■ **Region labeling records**
# # # # #

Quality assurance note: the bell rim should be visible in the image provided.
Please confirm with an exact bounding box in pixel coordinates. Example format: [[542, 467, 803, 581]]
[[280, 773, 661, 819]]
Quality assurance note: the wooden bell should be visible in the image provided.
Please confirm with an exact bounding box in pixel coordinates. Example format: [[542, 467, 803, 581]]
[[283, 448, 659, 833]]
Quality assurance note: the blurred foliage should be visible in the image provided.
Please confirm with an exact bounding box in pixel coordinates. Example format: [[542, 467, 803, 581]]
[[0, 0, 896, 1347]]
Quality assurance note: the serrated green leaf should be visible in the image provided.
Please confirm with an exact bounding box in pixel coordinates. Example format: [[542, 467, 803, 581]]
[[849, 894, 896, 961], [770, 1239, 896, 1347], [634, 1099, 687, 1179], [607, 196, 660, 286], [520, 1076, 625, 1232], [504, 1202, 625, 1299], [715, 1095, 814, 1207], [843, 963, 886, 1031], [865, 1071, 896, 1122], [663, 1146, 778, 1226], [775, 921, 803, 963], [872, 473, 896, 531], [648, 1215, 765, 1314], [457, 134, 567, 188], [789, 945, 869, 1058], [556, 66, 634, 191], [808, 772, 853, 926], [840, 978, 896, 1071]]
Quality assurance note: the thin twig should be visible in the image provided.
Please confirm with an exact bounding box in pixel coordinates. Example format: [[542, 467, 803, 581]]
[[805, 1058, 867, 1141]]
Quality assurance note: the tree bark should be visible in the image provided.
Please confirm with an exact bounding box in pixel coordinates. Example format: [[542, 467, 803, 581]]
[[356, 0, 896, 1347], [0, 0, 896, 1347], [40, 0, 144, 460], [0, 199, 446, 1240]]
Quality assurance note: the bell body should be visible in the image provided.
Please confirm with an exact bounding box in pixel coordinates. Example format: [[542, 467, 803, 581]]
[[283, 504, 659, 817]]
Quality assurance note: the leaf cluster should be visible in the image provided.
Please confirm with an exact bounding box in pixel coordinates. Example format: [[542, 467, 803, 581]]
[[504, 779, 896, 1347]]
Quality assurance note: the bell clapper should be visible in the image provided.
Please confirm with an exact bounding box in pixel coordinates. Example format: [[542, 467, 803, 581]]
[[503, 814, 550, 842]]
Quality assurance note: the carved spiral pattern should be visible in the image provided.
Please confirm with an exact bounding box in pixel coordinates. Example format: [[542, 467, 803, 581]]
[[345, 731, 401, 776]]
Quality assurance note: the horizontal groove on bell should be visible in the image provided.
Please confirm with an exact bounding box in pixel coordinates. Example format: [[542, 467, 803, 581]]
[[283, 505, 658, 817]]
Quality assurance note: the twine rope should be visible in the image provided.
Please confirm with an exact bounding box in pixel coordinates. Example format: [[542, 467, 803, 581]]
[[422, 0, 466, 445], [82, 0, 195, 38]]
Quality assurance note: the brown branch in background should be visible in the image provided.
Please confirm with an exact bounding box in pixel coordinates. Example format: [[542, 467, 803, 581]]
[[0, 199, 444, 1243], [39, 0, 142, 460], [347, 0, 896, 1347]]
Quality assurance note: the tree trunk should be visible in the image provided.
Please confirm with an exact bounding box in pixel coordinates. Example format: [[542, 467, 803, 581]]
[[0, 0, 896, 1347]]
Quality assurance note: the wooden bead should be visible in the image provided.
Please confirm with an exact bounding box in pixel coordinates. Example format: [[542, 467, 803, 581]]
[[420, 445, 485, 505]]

# # # # #

■ **Directions**
Change "exact bounding box" to "precise bounding box" in the lines starting with the line containing "Quality assurance note: the bell body" and going on through the line containing "[[345, 731, 401, 776]]", leaving all else unchanged. Return only those lines.

■ **Exercise answer**
Quality assurance note: the bell body should be visible in the image provided.
Please confirm with an precise bounding box in pixel coordinates. Example format: [[542, 467, 803, 581]]
[[283, 504, 659, 817]]
Quality assurance note: the leaf cluster should be visible in the image provided.
Please confirm with an precise bounding box in pixel coordinates. Example format: [[542, 467, 803, 581]]
[[504, 779, 896, 1347]]
Quality assurance note: the bell clapper should be visible in the image provided.
Please confirm with an precise bounding box in pixel coordinates. Example format: [[542, 467, 803, 581]]
[[503, 814, 550, 842]]
Quality assurance note: the carved spiral pattern should be visible in the image provided.
Please confirm with an precise bounding box in pixel coordinates. Example format: [[542, 467, 803, 581]]
[[345, 731, 401, 776]]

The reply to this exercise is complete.